- **Set task**: Reproduce each of the following lines verbatim, without any alteration.

(Entries from a data source)
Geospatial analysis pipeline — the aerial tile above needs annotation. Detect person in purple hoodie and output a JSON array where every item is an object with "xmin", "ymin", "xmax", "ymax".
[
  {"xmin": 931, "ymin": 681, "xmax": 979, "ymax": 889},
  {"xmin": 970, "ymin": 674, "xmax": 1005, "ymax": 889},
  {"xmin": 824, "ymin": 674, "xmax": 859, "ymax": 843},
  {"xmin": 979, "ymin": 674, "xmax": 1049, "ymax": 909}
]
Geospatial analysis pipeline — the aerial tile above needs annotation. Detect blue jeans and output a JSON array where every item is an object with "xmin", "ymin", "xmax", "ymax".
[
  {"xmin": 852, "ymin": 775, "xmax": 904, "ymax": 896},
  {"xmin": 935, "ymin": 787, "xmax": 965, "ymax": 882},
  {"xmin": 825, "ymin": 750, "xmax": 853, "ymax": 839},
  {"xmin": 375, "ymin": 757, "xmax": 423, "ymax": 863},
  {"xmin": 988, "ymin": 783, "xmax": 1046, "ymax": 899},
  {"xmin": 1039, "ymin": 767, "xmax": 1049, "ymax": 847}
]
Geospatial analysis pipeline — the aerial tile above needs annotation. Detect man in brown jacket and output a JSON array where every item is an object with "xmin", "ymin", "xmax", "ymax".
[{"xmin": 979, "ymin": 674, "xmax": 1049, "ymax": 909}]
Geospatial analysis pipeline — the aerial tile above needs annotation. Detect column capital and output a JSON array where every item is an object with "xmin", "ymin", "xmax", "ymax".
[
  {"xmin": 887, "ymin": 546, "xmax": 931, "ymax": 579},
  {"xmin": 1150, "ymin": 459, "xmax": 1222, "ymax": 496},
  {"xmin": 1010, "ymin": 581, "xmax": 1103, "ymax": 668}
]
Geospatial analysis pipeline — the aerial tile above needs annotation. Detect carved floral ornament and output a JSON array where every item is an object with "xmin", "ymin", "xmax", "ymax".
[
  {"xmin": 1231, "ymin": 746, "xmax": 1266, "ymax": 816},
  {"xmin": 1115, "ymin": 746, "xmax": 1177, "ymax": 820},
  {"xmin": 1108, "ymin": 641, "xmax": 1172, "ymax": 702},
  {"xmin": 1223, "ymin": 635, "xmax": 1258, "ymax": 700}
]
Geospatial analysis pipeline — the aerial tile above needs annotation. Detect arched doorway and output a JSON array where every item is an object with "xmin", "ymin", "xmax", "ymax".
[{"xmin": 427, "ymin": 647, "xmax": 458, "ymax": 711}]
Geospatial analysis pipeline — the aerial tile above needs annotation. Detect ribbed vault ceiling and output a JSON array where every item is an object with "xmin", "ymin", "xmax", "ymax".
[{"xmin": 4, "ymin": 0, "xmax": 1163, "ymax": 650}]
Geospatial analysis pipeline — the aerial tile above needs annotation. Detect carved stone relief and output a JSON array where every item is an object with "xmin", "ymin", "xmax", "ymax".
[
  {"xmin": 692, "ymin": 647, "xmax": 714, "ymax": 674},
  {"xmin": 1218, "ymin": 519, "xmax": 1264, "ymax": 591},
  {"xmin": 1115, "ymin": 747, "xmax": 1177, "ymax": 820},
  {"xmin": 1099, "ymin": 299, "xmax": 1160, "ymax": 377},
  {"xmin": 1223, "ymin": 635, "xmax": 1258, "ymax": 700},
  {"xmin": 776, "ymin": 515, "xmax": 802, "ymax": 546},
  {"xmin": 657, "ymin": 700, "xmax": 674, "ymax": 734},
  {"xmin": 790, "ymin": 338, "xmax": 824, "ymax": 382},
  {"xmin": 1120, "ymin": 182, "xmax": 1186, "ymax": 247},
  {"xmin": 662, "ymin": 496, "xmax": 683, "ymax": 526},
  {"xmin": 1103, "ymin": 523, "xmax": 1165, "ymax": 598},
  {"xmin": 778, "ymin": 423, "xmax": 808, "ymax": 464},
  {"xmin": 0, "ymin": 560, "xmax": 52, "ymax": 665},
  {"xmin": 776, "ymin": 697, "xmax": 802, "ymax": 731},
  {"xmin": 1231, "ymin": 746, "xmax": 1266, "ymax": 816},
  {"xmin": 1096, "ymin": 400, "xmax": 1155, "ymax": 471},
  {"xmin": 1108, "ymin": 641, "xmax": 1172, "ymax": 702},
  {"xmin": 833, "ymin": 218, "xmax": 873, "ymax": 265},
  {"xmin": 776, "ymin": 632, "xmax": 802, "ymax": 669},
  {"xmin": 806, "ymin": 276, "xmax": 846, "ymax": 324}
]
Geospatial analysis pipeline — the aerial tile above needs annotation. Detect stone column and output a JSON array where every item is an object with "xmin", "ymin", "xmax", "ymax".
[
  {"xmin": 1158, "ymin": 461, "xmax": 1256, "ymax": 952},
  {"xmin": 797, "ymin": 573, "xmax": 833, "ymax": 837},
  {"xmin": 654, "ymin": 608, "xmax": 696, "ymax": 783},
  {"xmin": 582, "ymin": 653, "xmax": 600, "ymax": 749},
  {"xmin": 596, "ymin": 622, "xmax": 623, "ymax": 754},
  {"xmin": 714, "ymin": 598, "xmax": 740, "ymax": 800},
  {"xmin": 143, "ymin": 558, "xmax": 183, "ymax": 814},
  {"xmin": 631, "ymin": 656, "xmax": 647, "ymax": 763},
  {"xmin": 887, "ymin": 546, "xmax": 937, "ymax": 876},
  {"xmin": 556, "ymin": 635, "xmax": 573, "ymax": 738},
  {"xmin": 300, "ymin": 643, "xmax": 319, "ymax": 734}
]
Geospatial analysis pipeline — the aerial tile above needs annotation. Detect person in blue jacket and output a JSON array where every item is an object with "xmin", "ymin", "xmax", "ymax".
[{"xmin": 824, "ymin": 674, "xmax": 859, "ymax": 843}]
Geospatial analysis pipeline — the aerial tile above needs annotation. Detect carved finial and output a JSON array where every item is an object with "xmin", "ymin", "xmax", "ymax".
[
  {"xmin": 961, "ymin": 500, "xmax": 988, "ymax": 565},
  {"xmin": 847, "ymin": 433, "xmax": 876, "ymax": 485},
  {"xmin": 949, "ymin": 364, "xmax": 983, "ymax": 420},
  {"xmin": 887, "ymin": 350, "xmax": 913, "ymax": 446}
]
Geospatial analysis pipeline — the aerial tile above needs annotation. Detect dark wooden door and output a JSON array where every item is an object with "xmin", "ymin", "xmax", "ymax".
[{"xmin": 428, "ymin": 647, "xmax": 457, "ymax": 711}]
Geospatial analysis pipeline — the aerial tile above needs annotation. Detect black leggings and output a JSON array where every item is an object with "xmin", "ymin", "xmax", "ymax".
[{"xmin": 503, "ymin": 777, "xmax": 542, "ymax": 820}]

- **Answer**:
Geospatial analysis pipeline — the aerial tile above needs annotation. Detect person in purple hoodie and output a JSON array where every item is an object with "xmin", "ymin", "xmax", "ymax".
[
  {"xmin": 931, "ymin": 681, "xmax": 979, "ymax": 889},
  {"xmin": 970, "ymin": 674, "xmax": 1005, "ymax": 889},
  {"xmin": 824, "ymin": 674, "xmax": 859, "ymax": 843},
  {"xmin": 979, "ymin": 674, "xmax": 1049, "ymax": 909}
]
Geospatial analysis pipeline — the aerial tile above needs annotation. Detect blue jeans and output a JSON array where every item is an object with "xmin", "ymin", "xmax", "ymax".
[
  {"xmin": 852, "ymin": 775, "xmax": 904, "ymax": 896},
  {"xmin": 935, "ymin": 787, "xmax": 965, "ymax": 882},
  {"xmin": 825, "ymin": 750, "xmax": 853, "ymax": 839},
  {"xmin": 375, "ymin": 757, "xmax": 423, "ymax": 863},
  {"xmin": 988, "ymin": 783, "xmax": 1046, "ymax": 899},
  {"xmin": 1039, "ymin": 767, "xmax": 1049, "ymax": 847}
]
Geospatial analysis pipeline — the aerial tile above needs annotation. Detect man in brown jacket and output a JSON array where every item is an object with "xmin", "ymin", "xmax", "ymax".
[{"xmin": 979, "ymin": 674, "xmax": 1049, "ymax": 909}]
Geospatial analysis pipeline — the aerial tile above needs annotation. Detect column capital and output a JSON array where every item is an object with "xmin", "ymin", "xmax", "ymax".
[
  {"xmin": 887, "ymin": 546, "xmax": 931, "ymax": 579},
  {"xmin": 1150, "ymin": 459, "xmax": 1222, "ymax": 496},
  {"xmin": 1010, "ymin": 581, "xmax": 1103, "ymax": 668}
]
Geospatial analysis pipeline — the aerial tile above needs annotation. Detect carved floral ornament and output a JSON array where every item is an object with "xmin", "ymin", "xmax", "ymax".
[
  {"xmin": 1231, "ymin": 746, "xmax": 1266, "ymax": 816},
  {"xmin": 1115, "ymin": 746, "xmax": 1177, "ymax": 820},
  {"xmin": 1108, "ymin": 641, "xmax": 1172, "ymax": 702},
  {"xmin": 1223, "ymin": 635, "xmax": 1258, "ymax": 700}
]
Geospatial analysis pipeline — the aerial tile above needs annotation. Detect arched doorway and output a JSON array where every item is an object with "xmin", "ymin", "xmax", "ymax".
[{"xmin": 427, "ymin": 647, "xmax": 458, "ymax": 711}]
Geospatial analysis pipeline — the aerial tile above needs annotation. Detect ribbed vault ceiling and output a JSON array where every item is an object with "xmin", "ymin", "xmax", "ymax".
[{"xmin": 4, "ymin": 0, "xmax": 1163, "ymax": 650}]
Geospatial analysis pipeline — the aerial tile above needs annotation. Detect carved stone relief and output a JSON array where every item is an object with "xmin", "ymin", "xmax", "ymax".
[
  {"xmin": 692, "ymin": 647, "xmax": 714, "ymax": 674},
  {"xmin": 1218, "ymin": 519, "xmax": 1264, "ymax": 591},
  {"xmin": 1115, "ymin": 747, "xmax": 1177, "ymax": 820},
  {"xmin": 1099, "ymin": 299, "xmax": 1160, "ymax": 377},
  {"xmin": 1223, "ymin": 635, "xmax": 1258, "ymax": 700},
  {"xmin": 776, "ymin": 515, "xmax": 802, "ymax": 546},
  {"xmin": 657, "ymin": 700, "xmax": 674, "ymax": 734},
  {"xmin": 790, "ymin": 338, "xmax": 824, "ymax": 382},
  {"xmin": 1120, "ymin": 182, "xmax": 1186, "ymax": 247},
  {"xmin": 662, "ymin": 496, "xmax": 683, "ymax": 526},
  {"xmin": 1103, "ymin": 523, "xmax": 1165, "ymax": 598},
  {"xmin": 778, "ymin": 423, "xmax": 808, "ymax": 464},
  {"xmin": 0, "ymin": 560, "xmax": 52, "ymax": 665},
  {"xmin": 776, "ymin": 697, "xmax": 802, "ymax": 731},
  {"xmin": 1231, "ymin": 746, "xmax": 1266, "ymax": 816},
  {"xmin": 1096, "ymin": 400, "xmax": 1155, "ymax": 471},
  {"xmin": 1108, "ymin": 641, "xmax": 1172, "ymax": 702},
  {"xmin": 833, "ymin": 218, "xmax": 873, "ymax": 265},
  {"xmin": 776, "ymin": 632, "xmax": 802, "ymax": 669},
  {"xmin": 806, "ymin": 276, "xmax": 846, "ymax": 324}
]
Geospatial analysis pipeline — the aerial tile above needs annotation. Detect stone column and output a JSON array where every item is an object with "xmin", "ymin", "xmax", "ymax".
[
  {"xmin": 1158, "ymin": 461, "xmax": 1256, "ymax": 952},
  {"xmin": 797, "ymin": 573, "xmax": 833, "ymax": 837},
  {"xmin": 654, "ymin": 608, "xmax": 696, "ymax": 783},
  {"xmin": 582, "ymin": 653, "xmax": 600, "ymax": 749},
  {"xmin": 596, "ymin": 622, "xmax": 623, "ymax": 754},
  {"xmin": 714, "ymin": 598, "xmax": 740, "ymax": 800},
  {"xmin": 143, "ymin": 558, "xmax": 183, "ymax": 814},
  {"xmin": 631, "ymin": 656, "xmax": 647, "ymax": 763},
  {"xmin": 887, "ymin": 546, "xmax": 937, "ymax": 876},
  {"xmin": 556, "ymin": 635, "xmax": 573, "ymax": 738},
  {"xmin": 300, "ymin": 643, "xmax": 319, "ymax": 734}
]
Geospatial analysis pipeline — the aerial tile above needs annotation. Detect person in blue jacket and output a JSON array where every item is an object with "xmin", "ymin", "xmax", "ymax".
[{"xmin": 824, "ymin": 674, "xmax": 859, "ymax": 843}]
Geospatial analysis pipeline — the aerial tile above needs annotation. Detect carved finial and output a JSON array where every item is an object with "xmin", "ymin", "xmax", "ymax".
[
  {"xmin": 961, "ymin": 500, "xmax": 988, "ymax": 565},
  {"xmin": 847, "ymin": 433, "xmax": 876, "ymax": 485},
  {"xmin": 949, "ymin": 364, "xmax": 983, "ymax": 420},
  {"xmin": 887, "ymin": 350, "xmax": 913, "ymax": 446}
]
Geospatial analysis pipeline — the aerial tile above needs annotation. Detect dark wooden door and output a JSON array where every item is an object with "xmin", "ymin", "xmax", "ymax".
[{"xmin": 428, "ymin": 647, "xmax": 457, "ymax": 711}]
Geospatial analysis pipeline — the aerial tile above needs annotation. Detect black leggings and output a JSON array where every item is an object with "xmin", "ymin", "xmax", "ymax".
[{"xmin": 503, "ymin": 777, "xmax": 542, "ymax": 820}]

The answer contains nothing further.